§ Exercise aim
Transcribe word for word the stretch of the Bobby Messano text from "Messano then joined" through "Knockouts in 1984.".

Bobby Messano (born June 23, 1954) is an American artist, guitarist and musician.  He has recorded and toured with STARZ, Lou Gramm, Steve Winwood, Clarence Clemons, Franke and the Knockouts, and Peter Criss.

Early life and education
Messano was born in Teaneck, New Jersey and his family lived in nearby Ridgefield Park, New Jersey until he went to Washington College in Chestertown, Maryland for Music and English.

Career
In 1976, Bobby joined the band Stanky Brown who were signed to Sire Records and managed by John Scher. Stanky Brown toured with Boston, The Allman Brothers, Outlaws, and NRPS. He recorded with the band on their third and final record on Sire, called "Stanky Brown".

Messano then joined Starz who were signed to Capitol Records and Aucoin management. Starz toured for 1978-79 and released Coliseum Rock. The band toured with Ted Nugent on his Weekend Warriors Tour, Rush Hemispheres Tour, Styx and headlined shows in the U.S. Bobby then moved into session work, working with Gloria Gaynor, Peter Criss, playing on his 1982 Let Me Rock You album Michael Pare', Robey, and Benny Mardones. In 1983, Bobby was Music Director for Steve Winwood on his UK and European tour. He joined Franke & The Knockouts in 1984.

In 1985, Bobby started working with Joe Lynn Turner and Fiona and played on both their CD's Rescue You and Fiona. He toured with Joe Lynn Turner and played guitar on  Fiona's sophomore record Beyond The Pale and her 2011 release Unbroken. He then played on Glen Burtnick's Talking in Code record and toured with him. He played guitar on Clarence Clemons Hero album and played the only guitar solo on the LP. In 1987, Messano was asked to tour on the Lou Gramm (Foreigner) "Ready or Not" tour in the U.S. and Germany. He also was putting the finishing touches on his 1989 Messano CD which was released by Strategic/Relativity in 1989. In 1990 Bobby toured Germany with Robin Beck.

§ Data shown

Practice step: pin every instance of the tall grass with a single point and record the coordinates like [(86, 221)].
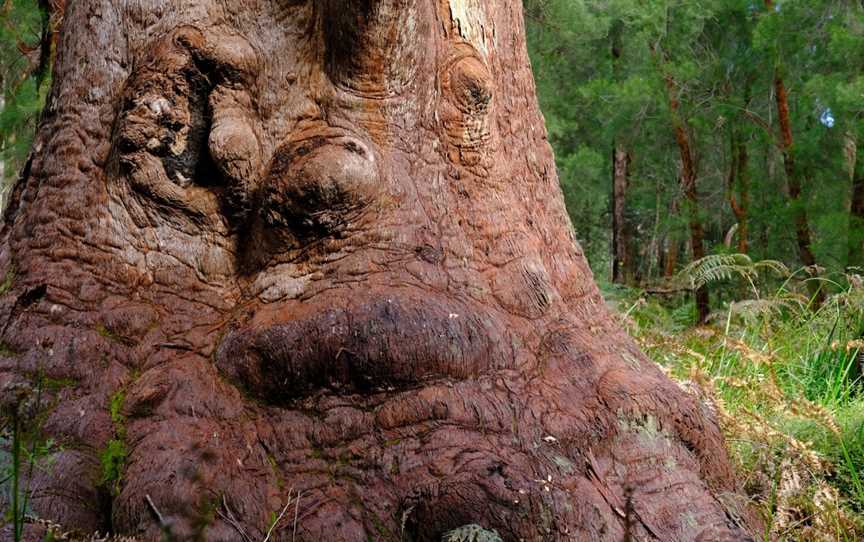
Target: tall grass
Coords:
[(786, 381)]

§ Problem solution
Messano then joined Starz who were signed to Capitol Records and Aucoin management. Starz toured for 1978-79 and released Coliseum Rock. The band toured with Ted Nugent on his Weekend Warriors Tour, Rush Hemispheres Tour, Styx and headlined shows in the U.S. Bobby then moved into session work, working with Gloria Gaynor, Peter Criss, playing on his 1982 Let Me Rock You album Michael Pare', Robey, and Benny Mardones. In 1983, Bobby was Music Director for Steve Winwood on his UK and European tour. He joined Franke & The Knockouts in 1984.